**Instructions for the task**
In the lockdep email, when is the classification applied?

Re: About the try to remove cross-release feature entirely by Ingo

"Theodore Ts'o" <tytso@xxxxxxx> · Sat, 30 Dec 2017 10:40:41 -0500

On Fri, Dec 29, 2017 at 10:16:24PM -0800, Matthew Wilcox wrote:
> 
> I think this is a terminology problem.  To me (and, I suspect Ted), a
> waiter is a subject of a verb while a lock is an object.  So Ted is asking
> whether we have to classify the users, while I think you're saying we
> have extra objects to classify.

Exactly, the classification is applied when the {lock, mutex,
completion} object is initialized.  Not currently at the individual
call points to mutex_lock(), wait_for_completion(), down_write(), etc.

> > The problems come from wrong classification. Waiters either classfied
> > well or invalidated properly won't bitrot.
> 
> I disagree here.  As Ted says, it's the interactions between the
> subsystems that leads to problems.  Everything's goig to work great
> until somebody does something in a way that's never been tried before.

The question what is classified *well* mean?  At the extreme, we could
put the locks for every single TCP connection into their own lockdep
class.  But that would blow the limits in terms of the number of locks
out of the water super-quickly --- and it would destroy the ability
for lockdep to learn what the proper locking order should be.  Yet
given Lockdep's current implementation, the only way to guarantee that
there won't be any interactions between subsystems that cause false
positives would be to categorizes locks for each TCP connection into
their own class.

So this is why I get a little annoyed when you say, "it's just a
matter of classification".  NO IT IS NOT.  We can not possibly
classify things "correctly" to completely limit false positives
without completely destroying lockdep's scalability as it is currently
designed.  Byungchul, you don't acknowledge this, and it makes the
"just classify everything" argument completely suspect as a result.

As far as the "just invalidate the waiter", the problem is that it
requires source level changes to invalidate the waiter, and for
different use cases, we will need to validate different waiters.  For
example, in the example I gave, we would have to invalidate *all* TCP
waiters/locks in order to prevent false positives.  But that makes the
lockdep useless for all TCP locks.  What's the solution?  I claim that
until lockdep is fundamentally fixed, there is no way to eliminate
*all* false positives without invalidating *all*
cross-release/cross-locks --- in which case you might as well leave
the cross-release patches as an out of tree patch.

So to claim that we can somehow fix the problem by making source-level
changes outside of lockdep, by "properly classifying" or "properly
invalidating" all locks, just doesn't make sense. 

The only way it can work is to either dump it on the reposibility of
the people debugging lockdep reports to make source level changes to
other subsystems which they aren't the maintainers of to suppress
false positives that arise due to how the subsystems are being used
together in their particular configuration ---- or you can try to
claim that there is an "acceptable level" of false positives with
which we can live with forever, and which can not be fixed by "proper
classifying" the locks.

Or you can try to make lockdep scalable enough that if we could put
every single lock for every single object into its own lock class
(e.g., each lock for every single TCP connection gets its own lock
class) which is after all the only way we can "properly classify
everything") and still let lockdep be useful.

If you think that is doable, why don't you work on that, and once that
is done, maybe cross-locks lockdep will be considered more acceptable
for mainstream?

					- Ted

Rows from a dataset:
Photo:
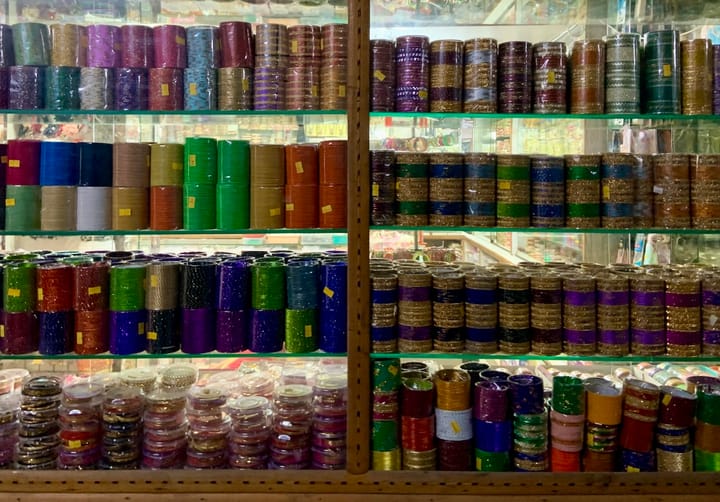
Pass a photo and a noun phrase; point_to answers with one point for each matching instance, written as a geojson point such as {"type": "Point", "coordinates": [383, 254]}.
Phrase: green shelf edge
{"type": "Point", "coordinates": [538, 357]}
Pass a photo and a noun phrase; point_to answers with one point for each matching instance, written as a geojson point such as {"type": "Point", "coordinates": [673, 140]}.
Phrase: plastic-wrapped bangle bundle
{"type": "Point", "coordinates": [62, 88]}
{"type": "Point", "coordinates": [618, 190]}
{"type": "Point", "coordinates": [31, 43]}
{"type": "Point", "coordinates": [97, 88]}
{"type": "Point", "coordinates": [582, 191]}
{"type": "Point", "coordinates": [513, 191]}
{"type": "Point", "coordinates": [579, 315]}
{"type": "Point", "coordinates": [200, 86]}
{"type": "Point", "coordinates": [515, 75]}
{"type": "Point", "coordinates": [383, 311]}
{"type": "Point", "coordinates": [647, 315]}
{"type": "Point", "coordinates": [39, 403]}
{"type": "Point", "coordinates": [587, 84]}
{"type": "Point", "coordinates": [414, 310]}
{"type": "Point", "coordinates": [412, 191]}
{"type": "Point", "coordinates": [453, 421]}
{"type": "Point", "coordinates": [26, 88]}
{"type": "Point", "coordinates": [671, 174]}
{"type": "Point", "coordinates": [704, 186]}
{"type": "Point", "coordinates": [622, 73]}
{"type": "Point", "coordinates": [548, 192]}
{"type": "Point", "coordinates": [602, 430]}
{"type": "Point", "coordinates": [446, 76]}
{"type": "Point", "coordinates": [235, 88]}
{"type": "Point", "coordinates": [683, 299]}
{"type": "Point", "coordinates": [480, 82]}
{"type": "Point", "coordinates": [333, 306]}
{"type": "Point", "coordinates": [479, 187]}
{"type": "Point", "coordinates": [613, 311]}
{"type": "Point", "coordinates": [549, 77]}
{"type": "Point", "coordinates": [662, 75]}
{"type": "Point", "coordinates": [412, 67]}
{"type": "Point", "coordinates": [513, 295]}
{"type": "Point", "coordinates": [445, 189]}
{"type": "Point", "coordinates": [546, 314]}
{"type": "Point", "coordinates": [449, 312]}
{"type": "Point", "coordinates": [643, 176]}
{"type": "Point", "coordinates": [382, 179]}
{"type": "Point", "coordinates": [290, 441]}
{"type": "Point", "coordinates": [697, 76]}
{"type": "Point", "coordinates": [382, 75]}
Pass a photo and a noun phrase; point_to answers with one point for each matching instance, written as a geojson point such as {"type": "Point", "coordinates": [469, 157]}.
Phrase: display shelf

**Solution for this task**
When the lock, mutex, or completion object is initialized, not at the individual call points.